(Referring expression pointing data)
● ● ●

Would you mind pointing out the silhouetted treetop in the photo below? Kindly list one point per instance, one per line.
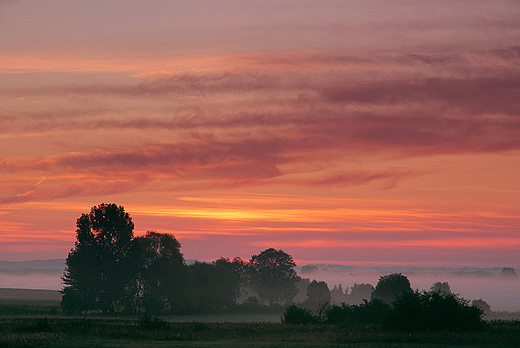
(272, 275)
(390, 286)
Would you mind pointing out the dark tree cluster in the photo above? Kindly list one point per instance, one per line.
(393, 305)
(110, 271)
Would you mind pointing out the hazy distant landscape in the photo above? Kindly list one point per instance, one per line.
(469, 282)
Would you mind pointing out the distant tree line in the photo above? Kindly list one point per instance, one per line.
(110, 271)
(393, 305)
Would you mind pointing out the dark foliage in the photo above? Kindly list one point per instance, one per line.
(434, 311)
(318, 295)
(412, 311)
(272, 276)
(296, 315)
(389, 287)
(97, 272)
(111, 272)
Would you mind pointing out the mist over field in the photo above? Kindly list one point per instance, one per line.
(501, 292)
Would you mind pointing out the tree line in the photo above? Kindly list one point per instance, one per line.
(111, 271)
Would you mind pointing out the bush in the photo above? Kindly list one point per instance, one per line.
(434, 311)
(296, 315)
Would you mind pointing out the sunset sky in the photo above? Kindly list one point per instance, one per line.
(352, 132)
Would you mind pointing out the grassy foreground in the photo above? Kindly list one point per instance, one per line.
(96, 332)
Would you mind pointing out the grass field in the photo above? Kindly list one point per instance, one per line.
(98, 332)
(36, 321)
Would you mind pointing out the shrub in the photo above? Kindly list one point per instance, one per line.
(296, 315)
(434, 311)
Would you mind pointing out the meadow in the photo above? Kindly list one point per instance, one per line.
(34, 319)
(118, 332)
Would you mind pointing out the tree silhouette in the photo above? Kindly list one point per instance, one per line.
(359, 293)
(443, 288)
(97, 272)
(272, 275)
(318, 295)
(157, 261)
(389, 287)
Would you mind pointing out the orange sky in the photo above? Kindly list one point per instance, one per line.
(374, 132)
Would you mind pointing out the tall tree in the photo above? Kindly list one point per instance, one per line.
(391, 286)
(97, 272)
(158, 262)
(272, 275)
(318, 295)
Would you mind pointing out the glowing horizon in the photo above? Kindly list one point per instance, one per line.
(374, 132)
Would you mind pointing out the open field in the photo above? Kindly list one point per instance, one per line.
(81, 332)
(34, 319)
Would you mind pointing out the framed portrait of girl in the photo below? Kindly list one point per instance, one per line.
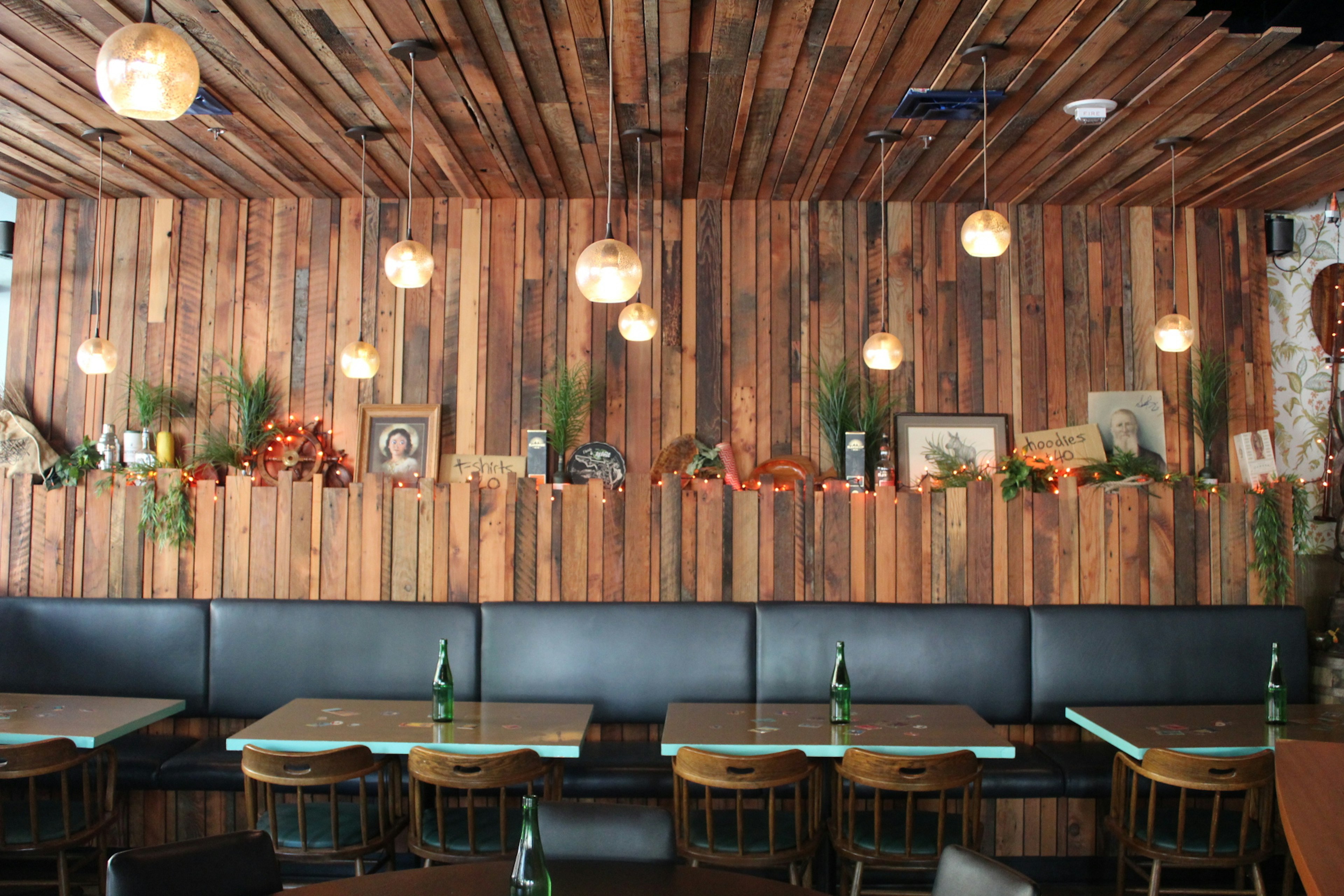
(398, 441)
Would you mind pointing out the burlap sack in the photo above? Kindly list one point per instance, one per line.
(23, 452)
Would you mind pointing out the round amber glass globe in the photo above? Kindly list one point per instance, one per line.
(147, 72)
(608, 272)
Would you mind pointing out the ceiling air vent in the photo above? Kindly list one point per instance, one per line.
(206, 104)
(945, 105)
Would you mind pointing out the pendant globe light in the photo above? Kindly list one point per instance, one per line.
(986, 234)
(609, 271)
(147, 72)
(883, 351)
(638, 322)
(409, 264)
(1174, 332)
(361, 360)
(96, 355)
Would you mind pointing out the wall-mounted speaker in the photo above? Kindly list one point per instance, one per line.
(1279, 236)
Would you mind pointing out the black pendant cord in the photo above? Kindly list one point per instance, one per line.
(882, 199)
(611, 109)
(984, 135)
(1174, 218)
(363, 219)
(97, 250)
(411, 160)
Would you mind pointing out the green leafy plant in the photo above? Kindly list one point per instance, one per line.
(1121, 467)
(253, 404)
(706, 460)
(845, 402)
(568, 397)
(1022, 475)
(167, 519)
(152, 405)
(1208, 401)
(70, 468)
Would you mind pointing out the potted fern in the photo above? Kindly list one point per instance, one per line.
(568, 397)
(253, 404)
(152, 405)
(1208, 402)
(845, 402)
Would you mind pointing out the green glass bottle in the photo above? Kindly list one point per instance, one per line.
(1276, 695)
(530, 876)
(840, 690)
(443, 710)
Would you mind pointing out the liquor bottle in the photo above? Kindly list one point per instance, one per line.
(885, 472)
(1276, 695)
(840, 690)
(530, 876)
(443, 710)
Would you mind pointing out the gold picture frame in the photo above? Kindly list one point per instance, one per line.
(400, 441)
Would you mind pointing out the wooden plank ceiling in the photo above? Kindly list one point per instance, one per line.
(755, 99)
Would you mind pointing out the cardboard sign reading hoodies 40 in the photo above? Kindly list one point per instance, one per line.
(23, 452)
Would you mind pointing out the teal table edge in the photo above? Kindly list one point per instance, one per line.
(836, 751)
(1138, 753)
(400, 749)
(108, 737)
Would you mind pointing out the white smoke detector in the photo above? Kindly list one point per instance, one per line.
(1091, 112)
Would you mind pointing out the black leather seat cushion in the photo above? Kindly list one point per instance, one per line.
(238, 864)
(105, 648)
(265, 653)
(628, 660)
(979, 656)
(203, 766)
(1088, 768)
(1162, 656)
(1030, 774)
(140, 757)
(619, 769)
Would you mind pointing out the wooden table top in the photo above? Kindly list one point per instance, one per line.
(1310, 780)
(904, 730)
(1209, 731)
(89, 722)
(568, 879)
(396, 726)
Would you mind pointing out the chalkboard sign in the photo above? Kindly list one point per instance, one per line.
(597, 461)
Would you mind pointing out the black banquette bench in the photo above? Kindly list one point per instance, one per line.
(1014, 665)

● ● ●

▸ What you have to do:
Please output every entry above exactly, without the pictures.

▸ Written solution:
Would you mind pointing out the silhouetted treetop in the photo below? Kindly list one point per instance, one per line.
(272, 275)
(390, 286)
Would you mind pointing out the dark tree cluster in the photo above? Kindly list one point per instance, one per line.
(393, 305)
(110, 271)
Would you mind pointing out the hazy distant landscape in the photo above? Kindly list one point per instance, one per line.
(469, 282)
Would you mind pointing out the distant tree line in the photo above? Kindly list one point per instance, one per line.
(110, 271)
(393, 305)
Would you mind pointing out the dark foliage in the photo above? Kindly list one point per instance, one per line.
(434, 311)
(318, 295)
(412, 311)
(272, 276)
(296, 315)
(389, 287)
(97, 272)
(111, 272)
Would you mind pointing out the mist over field in the photo above? Kindly list one point per instance, one per line.
(501, 292)
Would you mind pointing out the tree line in the photo above? Kindly list one point per instance, one per line.
(111, 271)
Would you mind pointing out the bush in the photo above? Kindly list one point per instance, one per line.
(434, 311)
(296, 315)
Would you mind pointing out the sunset sky in the photo above? Kindly list one point per instance, one per line.
(352, 132)
Would you mind pointing out the grassy foreground in the photo above? Kindly list one point per instance, one per line.
(96, 332)
Would you mind pointing out the grass field in the photo above? Kindly list one point per instance, one per line.
(98, 332)
(36, 321)
Would you mind pointing out the shrub in the photo above? Kindly list one point per instance, one per line.
(296, 315)
(434, 311)
Would you mind pointing out the meadow in the photo above? Kindly list one point per instance, one per line.
(34, 319)
(118, 332)
Would you mind pointing out the tree silhouette in the photo above? Kindly list one point per instance, one per line.
(359, 293)
(443, 288)
(97, 272)
(272, 275)
(318, 295)
(157, 261)
(389, 287)
Would you mind pointing out the orange sky in the photo above? Kindly list one point per instance, one per line.
(374, 132)
Would you mind pointing out the tall tree in the photo above? Kindly list one point per instance, one per line.
(391, 286)
(97, 272)
(158, 262)
(272, 275)
(318, 295)
Would you mind pointing out the glowing horizon in the photo above? Kindly list one point per instance, one per line.
(374, 132)
Would you mind pointing out the open field in the photo above? Kindly list one point per instance, one per line.
(81, 332)
(34, 319)
Would you mind pointing out the framed portrait of girl in the photo below? Kindly list one point per instance, one per line.
(398, 441)
Would you mind pointing out the burlap sack in the photo above? Kindly list one point per instance, one per line.
(23, 452)
Would you mind pointing out the round amber glass globe in the photo above? Kindly list one point per instance, one per line.
(147, 72)
(608, 272)
Would you mind pointing out the ceiling air vent in the photo above? Kindly list one point per instance, one per line.
(206, 104)
(945, 105)
Would you mind pointing out the pendant globe light in the photo above? Kindly list one point per instance, one per line.
(986, 234)
(609, 271)
(147, 72)
(883, 351)
(638, 322)
(409, 264)
(1174, 332)
(361, 360)
(96, 355)
Would you mind pointing out the wall-mounted speaker in the photo above? Kindly list one point per instance, one per line.
(1279, 236)
Would you mind pointing out the black pendant cord in the photo above? Kindly list one point per instance, one per line.
(882, 199)
(611, 109)
(984, 135)
(1174, 218)
(363, 219)
(97, 250)
(411, 160)
Would you mind pointing out the green leafy plant in the photo above? Kindly list one point per instance, one per line.
(1121, 467)
(253, 404)
(706, 460)
(845, 402)
(568, 397)
(1022, 475)
(167, 519)
(152, 405)
(1208, 401)
(70, 468)
Would you mind pointing out the potted fern in the photo above? Kindly list one point per instance, one per line.
(568, 397)
(253, 404)
(152, 405)
(1208, 402)
(845, 402)
Would you mind pointing out the green glass bottle in the photo above? Kindly list one point per instance, one per line.
(1276, 695)
(530, 876)
(840, 690)
(443, 710)
Would you mind pointing out the liquor bottle in the photo above? Kindly list one point per instance, one per line.
(885, 472)
(1276, 695)
(840, 690)
(530, 876)
(443, 710)
Would you mind pointing out the gold picture frame in the photo above? Kindly list one point per instance, one per line.
(400, 441)
Would you mind pointing out the wooden plank ceiling in the photo above? Kindly list one point per instance, one per line.
(755, 99)
Would you mind pointing out the cardboard sign reading hoodies 40 in the photo above? Kindly list one point per instance, one per line.
(23, 452)
Would you mind pointing out the teal table edge in the photo above? Kindly list one point per instance, one per line.
(836, 751)
(1138, 753)
(400, 749)
(108, 737)
Would you mind pointing out the white smoke detector in the photo above? Kindly list one point per instance, one per line.
(1091, 112)
Would you mind pointing out the black leather seat cushion in the photo above? Kindly list one point per instance, one per line.
(238, 864)
(105, 648)
(265, 653)
(628, 660)
(979, 656)
(203, 766)
(1088, 768)
(1162, 656)
(1030, 774)
(140, 757)
(619, 769)
Would you mind pointing out the wooden table top in the photo above? Kindly list one point per instance, one per line.
(1310, 780)
(904, 730)
(1209, 731)
(89, 722)
(568, 879)
(396, 726)
Would you mind pointing out the chalkboard sign in the photo above? Kindly list one point per instance, one per line.
(597, 461)
Would you mind pointing out the black banquette bench in the photo above? Kindly list one point per instance, one per line.
(1014, 665)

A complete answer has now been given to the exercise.